Exercise objective: Transcribe the records below. Leave every word as it is.

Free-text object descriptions

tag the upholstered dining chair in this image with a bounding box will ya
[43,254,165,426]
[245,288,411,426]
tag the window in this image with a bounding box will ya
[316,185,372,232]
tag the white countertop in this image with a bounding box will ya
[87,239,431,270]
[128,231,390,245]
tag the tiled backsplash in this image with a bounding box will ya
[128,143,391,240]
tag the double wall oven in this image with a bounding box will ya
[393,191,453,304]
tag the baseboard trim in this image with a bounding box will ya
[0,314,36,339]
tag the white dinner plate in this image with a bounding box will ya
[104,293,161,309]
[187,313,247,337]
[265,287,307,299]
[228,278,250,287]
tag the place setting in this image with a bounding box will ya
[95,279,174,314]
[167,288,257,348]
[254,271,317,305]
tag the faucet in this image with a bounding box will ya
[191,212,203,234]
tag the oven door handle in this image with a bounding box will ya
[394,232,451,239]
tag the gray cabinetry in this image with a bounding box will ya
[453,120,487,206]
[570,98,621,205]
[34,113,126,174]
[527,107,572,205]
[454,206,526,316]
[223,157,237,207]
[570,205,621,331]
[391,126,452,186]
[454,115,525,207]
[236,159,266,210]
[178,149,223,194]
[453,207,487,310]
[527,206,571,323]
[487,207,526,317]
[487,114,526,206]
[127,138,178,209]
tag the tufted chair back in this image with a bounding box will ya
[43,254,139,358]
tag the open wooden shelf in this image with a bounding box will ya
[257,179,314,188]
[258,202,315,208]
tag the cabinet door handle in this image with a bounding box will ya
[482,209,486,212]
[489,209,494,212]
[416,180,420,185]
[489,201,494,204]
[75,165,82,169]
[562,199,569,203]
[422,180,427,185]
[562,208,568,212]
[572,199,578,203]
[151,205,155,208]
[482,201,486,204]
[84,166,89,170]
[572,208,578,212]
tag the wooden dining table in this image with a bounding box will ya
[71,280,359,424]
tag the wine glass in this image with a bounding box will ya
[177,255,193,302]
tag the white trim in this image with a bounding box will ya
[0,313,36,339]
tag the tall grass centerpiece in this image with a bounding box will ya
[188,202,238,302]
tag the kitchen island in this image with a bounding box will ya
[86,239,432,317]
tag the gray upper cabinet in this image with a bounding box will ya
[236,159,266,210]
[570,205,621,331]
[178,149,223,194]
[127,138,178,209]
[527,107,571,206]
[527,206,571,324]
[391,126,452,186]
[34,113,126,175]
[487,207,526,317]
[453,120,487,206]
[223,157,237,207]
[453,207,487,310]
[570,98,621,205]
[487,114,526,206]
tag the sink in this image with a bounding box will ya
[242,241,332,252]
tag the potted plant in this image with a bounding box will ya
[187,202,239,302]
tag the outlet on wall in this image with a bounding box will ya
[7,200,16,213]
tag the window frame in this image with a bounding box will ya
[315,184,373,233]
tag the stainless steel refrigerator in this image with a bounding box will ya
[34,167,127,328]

Reply:
tag the upholstered dining chair in this image with a bounding box will ya
[43,254,165,426]
[245,288,411,426]
tag the window in this image with a bounding box will ya
[316,185,372,232]
tag the white countertop in this image with a bounding box will ya
[87,239,431,270]
[128,231,390,245]
tag the tiled backsplash in this image with a bounding box will ya
[128,143,391,240]
tag the double wall oven in this image with a bounding box will ya
[393,191,453,304]
tag the baseboard trim in this image with a bounding box will ya
[0,314,36,339]
tag the white dinner plate in this image with a bounding box will ya
[104,293,161,309]
[187,313,247,337]
[265,287,307,299]
[228,278,250,287]
tag the place setting in this image with a bounding box will ya
[95,279,174,314]
[167,288,257,348]
[254,271,317,305]
tag the faucet in this image with a bounding box will ya
[191,212,203,234]
tag the oven door handle in this image with a bounding box will ya
[394,232,451,239]
tag the gray cabinetry in this image with a bounding box will ya
[453,120,487,206]
[570,98,621,205]
[34,113,126,174]
[527,107,572,205]
[454,206,526,316]
[223,157,237,207]
[570,205,621,331]
[391,126,452,186]
[454,115,525,207]
[236,159,266,210]
[178,149,223,194]
[453,207,487,310]
[527,206,571,323]
[487,207,526,317]
[487,114,526,206]
[127,138,178,209]
tag the tufted chair back in this image with a bounding box will ya
[43,254,139,358]
tag the open wooden shelf in this image with a bounding box will ya
[257,179,314,188]
[258,202,315,208]
tag the cabinet door handle in this image with a bounding box will ya
[482,209,486,212]
[489,209,494,212]
[416,180,420,185]
[489,201,494,204]
[75,165,82,169]
[562,199,569,203]
[422,180,427,185]
[562,208,568,212]
[572,199,578,203]
[151,205,155,208]
[482,201,486,204]
[84,166,89,170]
[572,208,578,212]
tag the wooden dining table in this image with a bounding box will ya
[71,280,359,424]
tag the wine glass in this image with a bounding box will ya
[177,255,193,302]
tag the white trim in this image with a bounding box will ya
[0,313,36,339]
tag the tall grass centerpiece in this image with a bounding box will ya
[188,202,238,302]
tag the kitchen island in this image with a bounding box will ya
[86,239,432,317]
tag the gray upper cabinet in this image with a bounding box will ya
[236,159,266,210]
[570,205,621,331]
[178,149,223,194]
[127,138,178,209]
[527,107,571,206]
[527,206,571,324]
[391,126,452,186]
[34,113,126,175]
[487,207,526,317]
[453,120,487,206]
[223,157,237,207]
[453,207,487,310]
[570,98,621,205]
[487,114,526,206]
tag the sink in this image with a bounding box will ya
[242,241,332,252]
tag the potted plant in this image with a bounding box will ya
[187,202,239,302]
tag the outlet on wall in this image with a bounding box will ya
[7,200,16,213]
tag the window frame in this image with a bounding box will ya
[315,184,373,233]
tag the stainless steel refrigerator in this image with a bounding box will ya
[34,167,127,328]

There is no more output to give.